====== EXTRACTED TEXT ======

Amaryllis belladona in Connecticut
Judy Glattstein (Thu, 13 Aug 2009 11:58:23 PDT)

The Amaryllis belladona I flowered in the open garden was in Wilton,
Connecticut. "Open" in that the bulbs (all two of them) were outdoors,
close to house foundation and sheltered under the deep roof overhang.

This garden had the gardener's holy grail of high organic, moist yet
well-drained soil. The west-facing slope from street down to plateau
where the house was situated was gravel two feet down, which was as deep
as I ever felt like digging. The neighborhood was underlain with a
stratified drift aquifer. Tulipa aucheriana (one bulb) planted on that
slope multiplied into a nice little colony - until, that is, deer moved
into the neighborhood and ate them. Dicentra peregrina also did very
nicely there.

======

#### [TASK PROMPT]
Answer these questions about the post on Amaryllis belladona in Connecticut:
(a) In what town was the open garden where the Amaryllis belladona flowered?
(b) What lay two feet down on the west-facing slope?
(c) What ate the Tulipa aucheriana colony?

====== RAW RECORDS ======

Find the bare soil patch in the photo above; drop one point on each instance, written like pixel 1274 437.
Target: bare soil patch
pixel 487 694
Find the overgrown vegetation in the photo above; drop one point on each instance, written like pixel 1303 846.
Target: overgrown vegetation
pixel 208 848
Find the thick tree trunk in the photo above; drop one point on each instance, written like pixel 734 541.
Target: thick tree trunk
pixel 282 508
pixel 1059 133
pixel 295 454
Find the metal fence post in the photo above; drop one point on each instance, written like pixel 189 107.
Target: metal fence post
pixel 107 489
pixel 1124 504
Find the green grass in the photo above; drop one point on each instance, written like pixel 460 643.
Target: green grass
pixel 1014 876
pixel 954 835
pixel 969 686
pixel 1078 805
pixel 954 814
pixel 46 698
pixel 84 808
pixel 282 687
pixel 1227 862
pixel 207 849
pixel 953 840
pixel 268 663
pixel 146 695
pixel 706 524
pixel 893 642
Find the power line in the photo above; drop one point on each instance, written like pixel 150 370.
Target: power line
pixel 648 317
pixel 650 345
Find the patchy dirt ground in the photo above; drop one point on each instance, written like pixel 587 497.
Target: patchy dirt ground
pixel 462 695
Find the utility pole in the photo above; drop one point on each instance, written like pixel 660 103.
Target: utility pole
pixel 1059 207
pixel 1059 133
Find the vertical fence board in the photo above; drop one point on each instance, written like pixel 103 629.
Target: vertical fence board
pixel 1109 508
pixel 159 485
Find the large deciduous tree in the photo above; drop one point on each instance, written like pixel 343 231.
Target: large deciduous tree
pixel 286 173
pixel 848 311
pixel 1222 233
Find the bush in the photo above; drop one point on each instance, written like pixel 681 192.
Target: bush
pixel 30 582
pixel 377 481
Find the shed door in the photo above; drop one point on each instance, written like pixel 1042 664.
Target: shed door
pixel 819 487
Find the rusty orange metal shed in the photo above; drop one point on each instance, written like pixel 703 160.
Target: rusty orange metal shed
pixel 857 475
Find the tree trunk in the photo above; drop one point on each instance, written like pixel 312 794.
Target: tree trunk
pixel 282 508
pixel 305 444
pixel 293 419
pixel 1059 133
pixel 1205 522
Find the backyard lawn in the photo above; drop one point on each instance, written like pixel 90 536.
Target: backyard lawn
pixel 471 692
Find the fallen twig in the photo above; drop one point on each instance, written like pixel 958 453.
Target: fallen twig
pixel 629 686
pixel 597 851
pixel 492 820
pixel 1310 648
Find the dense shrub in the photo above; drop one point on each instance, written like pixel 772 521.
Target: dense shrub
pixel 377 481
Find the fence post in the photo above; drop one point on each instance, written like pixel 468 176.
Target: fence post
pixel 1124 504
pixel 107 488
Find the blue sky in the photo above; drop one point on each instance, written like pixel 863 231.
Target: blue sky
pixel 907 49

======
====== RAW RECORDS ======

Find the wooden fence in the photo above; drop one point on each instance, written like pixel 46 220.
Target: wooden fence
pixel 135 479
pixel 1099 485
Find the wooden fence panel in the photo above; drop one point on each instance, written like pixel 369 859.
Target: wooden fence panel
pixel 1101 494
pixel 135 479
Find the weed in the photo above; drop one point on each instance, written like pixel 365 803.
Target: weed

======
====== RAW RECORDS ======

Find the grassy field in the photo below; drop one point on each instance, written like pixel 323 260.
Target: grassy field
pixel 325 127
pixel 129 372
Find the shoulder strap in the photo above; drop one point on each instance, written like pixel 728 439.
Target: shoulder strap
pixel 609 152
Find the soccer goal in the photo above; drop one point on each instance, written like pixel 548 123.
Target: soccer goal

======

#### [REPLY]
(a) Wilton, Connecticut
(b) Gravel
(c) Deer